▶ Extracted records:
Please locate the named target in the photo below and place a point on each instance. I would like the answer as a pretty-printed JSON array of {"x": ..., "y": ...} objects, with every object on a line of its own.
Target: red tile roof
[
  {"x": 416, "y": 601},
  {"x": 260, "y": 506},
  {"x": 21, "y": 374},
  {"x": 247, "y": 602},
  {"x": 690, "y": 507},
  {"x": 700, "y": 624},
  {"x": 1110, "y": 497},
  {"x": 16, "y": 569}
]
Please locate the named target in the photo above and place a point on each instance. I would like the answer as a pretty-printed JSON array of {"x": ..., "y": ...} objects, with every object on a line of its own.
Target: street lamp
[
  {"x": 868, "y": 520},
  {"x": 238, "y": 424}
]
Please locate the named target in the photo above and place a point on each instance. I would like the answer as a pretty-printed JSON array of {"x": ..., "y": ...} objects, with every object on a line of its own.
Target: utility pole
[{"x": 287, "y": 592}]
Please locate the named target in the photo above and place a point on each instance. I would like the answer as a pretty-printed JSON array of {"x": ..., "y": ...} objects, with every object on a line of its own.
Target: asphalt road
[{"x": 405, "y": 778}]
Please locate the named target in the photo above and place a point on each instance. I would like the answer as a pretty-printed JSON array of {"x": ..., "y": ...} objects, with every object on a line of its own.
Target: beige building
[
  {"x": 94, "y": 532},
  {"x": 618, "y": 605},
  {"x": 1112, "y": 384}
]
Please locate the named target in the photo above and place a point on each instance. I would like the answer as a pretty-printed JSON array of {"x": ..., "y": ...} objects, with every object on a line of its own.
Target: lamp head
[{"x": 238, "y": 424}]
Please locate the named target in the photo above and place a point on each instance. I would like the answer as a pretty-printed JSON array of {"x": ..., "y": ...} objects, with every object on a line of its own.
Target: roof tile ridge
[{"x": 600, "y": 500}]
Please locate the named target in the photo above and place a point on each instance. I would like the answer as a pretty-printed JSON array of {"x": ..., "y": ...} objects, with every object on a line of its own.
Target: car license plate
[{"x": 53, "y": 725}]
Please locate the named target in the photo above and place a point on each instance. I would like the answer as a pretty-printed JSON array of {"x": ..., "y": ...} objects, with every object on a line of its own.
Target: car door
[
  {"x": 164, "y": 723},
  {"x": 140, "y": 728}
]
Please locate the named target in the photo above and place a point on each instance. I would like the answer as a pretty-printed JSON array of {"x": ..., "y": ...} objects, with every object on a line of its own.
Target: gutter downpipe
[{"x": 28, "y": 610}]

▶ Problem requirements: Restate every entry above exactly as it stands.

▶ Written answer:
Please locate the named target in the photo below and place a point on each instance. I would like the answer as a pretty-printed JSON array of {"x": ..., "y": ...} objects, with every object on a line of its own.
Target: red tile roof
[
  {"x": 416, "y": 601},
  {"x": 260, "y": 506},
  {"x": 21, "y": 374},
  {"x": 247, "y": 602},
  {"x": 690, "y": 507},
  {"x": 700, "y": 624},
  {"x": 1110, "y": 497},
  {"x": 16, "y": 569}
]
Please locate the named target in the photo above and place a point on each instance. I would like the answer as a pretty-printed JSON array of {"x": ..., "y": ...} objects, with every object on a line of its own.
Target: street lamp
[
  {"x": 868, "y": 520},
  {"x": 238, "y": 424}
]
Please locate the named target in the photo above and place a point on each instance. I would like the answer as a pretty-printed JSON array of {"x": ..., "y": ...} objects, with every object on a line of its own.
Target: utility pole
[{"x": 287, "y": 592}]
Please locate the named target in the photo above and place a point on each instance. I would like the answer as a pretty-printed JSON array of {"x": ..., "y": ...} objects, with every object on a line of its own.
Target: asphalt road
[{"x": 405, "y": 778}]
Please locate the named target in the photo above and place a point on each instance. I would like the answer as a pretty-printed JSON array of {"x": ..., "y": ...} objects, with every object on a line of its own.
Target: beige building
[
  {"x": 94, "y": 532},
  {"x": 618, "y": 605},
  {"x": 1112, "y": 384}
]
Please locate the named target in the photo above and place a point on each instance. I would like the answer as a pretty-printed JSON array of {"x": ..., "y": ...} objects, with every object on a line of its own.
Target: lamp head
[{"x": 238, "y": 424}]
Please locate the named target in the photo above and place a point on each instance. I would like the answer as a pretty-printed JSON array of {"x": ..., "y": ...} objects, with every object on a line of its own.
Target: roof tile ridge
[{"x": 600, "y": 500}]
Please locate the named target in the photo above and place a point on each instance. I would like the answer as a pretty-printed JSON array of {"x": ..., "y": ...} objects, with every object on a line of its own.
Target: car license plate
[{"x": 53, "y": 725}]
Please locate the named target in the photo above and place a point on each instance. I would like the answer as a pretty-printed JSON array of {"x": ..., "y": ...} objects, with every object on a line of its own.
Target: car door
[
  {"x": 164, "y": 723},
  {"x": 140, "y": 728}
]
Please locate the named target in the photo above and place a point on each instance. I would like the answer as a pretty-printed JSON array of {"x": ..., "y": ...} objects, with every object on a line of its own.
Target: gutter downpipe
[{"x": 28, "y": 610}]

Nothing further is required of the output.